### EXCERPTED TEXT
§ §

Question #0d5eb

Start by taking a look at the balanced chemical equation for this neutralization reaction

#color(red)(2)"NaOH"_text((aq]) + "H"_2"SO"_text(4(aq]) -> "Na"_2"SO"_text(4(aq]) + 2"H"_2"O"_text((l])#

The #color(red)(2):1# mole ratio that exists between sodium hydroxide and sodium sulfate tells you that the reaction will produce #1# mole of sodium sulfate for every #color(red)(2)# moles of sodium hydroxide that take part in the reaction.

In your case, sulfuric acid is in excess, which means that you can assume that all the mass of sodium hydroxide will take part in the reaction, since sodium hydroxide is a limiting reagent.

§ §

### STORED DATA

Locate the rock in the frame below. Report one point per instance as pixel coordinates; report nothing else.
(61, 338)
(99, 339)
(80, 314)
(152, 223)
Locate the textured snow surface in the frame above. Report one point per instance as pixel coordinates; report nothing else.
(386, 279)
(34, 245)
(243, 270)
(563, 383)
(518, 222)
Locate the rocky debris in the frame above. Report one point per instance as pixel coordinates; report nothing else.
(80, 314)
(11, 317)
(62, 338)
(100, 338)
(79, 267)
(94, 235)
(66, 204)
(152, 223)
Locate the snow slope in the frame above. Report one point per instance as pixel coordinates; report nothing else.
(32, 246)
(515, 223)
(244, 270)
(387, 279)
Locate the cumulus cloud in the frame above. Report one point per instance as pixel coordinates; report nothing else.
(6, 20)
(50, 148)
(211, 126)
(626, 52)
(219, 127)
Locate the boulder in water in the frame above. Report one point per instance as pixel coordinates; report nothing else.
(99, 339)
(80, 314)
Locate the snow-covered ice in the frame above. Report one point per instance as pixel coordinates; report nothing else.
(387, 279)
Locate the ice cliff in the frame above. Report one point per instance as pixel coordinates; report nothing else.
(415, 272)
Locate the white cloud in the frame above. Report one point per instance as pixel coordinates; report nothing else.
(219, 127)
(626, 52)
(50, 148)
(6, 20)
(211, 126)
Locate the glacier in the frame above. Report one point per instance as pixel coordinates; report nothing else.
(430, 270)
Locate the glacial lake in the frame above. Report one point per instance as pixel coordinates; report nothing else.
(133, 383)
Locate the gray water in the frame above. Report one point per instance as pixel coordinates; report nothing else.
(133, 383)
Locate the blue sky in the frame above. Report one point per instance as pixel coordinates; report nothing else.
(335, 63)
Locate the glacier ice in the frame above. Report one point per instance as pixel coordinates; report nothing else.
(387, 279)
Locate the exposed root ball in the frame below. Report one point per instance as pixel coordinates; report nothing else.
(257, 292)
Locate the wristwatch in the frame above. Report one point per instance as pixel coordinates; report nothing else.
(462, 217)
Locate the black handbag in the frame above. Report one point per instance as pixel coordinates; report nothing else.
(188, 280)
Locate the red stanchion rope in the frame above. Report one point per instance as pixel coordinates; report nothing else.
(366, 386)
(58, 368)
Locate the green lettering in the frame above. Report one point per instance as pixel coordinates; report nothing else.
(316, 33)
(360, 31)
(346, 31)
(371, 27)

§ §

### REQUESTS
1. Answer these questions from the text on the neutralization reaction, one line each:
(a) What type of reaction does the balanced chemical equation describe?
(b) What mole ratio exists between sodium hydroxide and sodium sulfate?
(c) Which reactant is in excess?
2. Supply the next part of the text on the neutralization reaction, beginning after its final sentence.

### TASK-BY-TASK OUTPUTS
1.
(a) A neutralization reaction.
(b) 2:1.
(c) Sulfuric acid.

2.
Now, in order to use gram to gram stoichiometry directly, you must use the molar masses of the two compounds to convert the mole ratio to a gram ratio.

Sodium hydroxide has a molar mass of #"40.0 g mol"^(-1)#, so one mole of sodium hydroxide will have a mass of #"40.0 g"#.

Sodium sulfate has a molar mass of #"142.04 g mol"^(-1)#, so one mole of sulfuric acid will have a mass of #"142.04 g"#.

The #color(red)(2):1# mole ratio will be equivalent to

#(color(red)(2) xx "40.0 g") : (1 xx "142.04 g") = "80.0 g ":" 142.04 g"#

This means that the reaction produces #"142.04 g"# of sodium sulfate for every #"80.0 g"# of sodium hydroxide consumed.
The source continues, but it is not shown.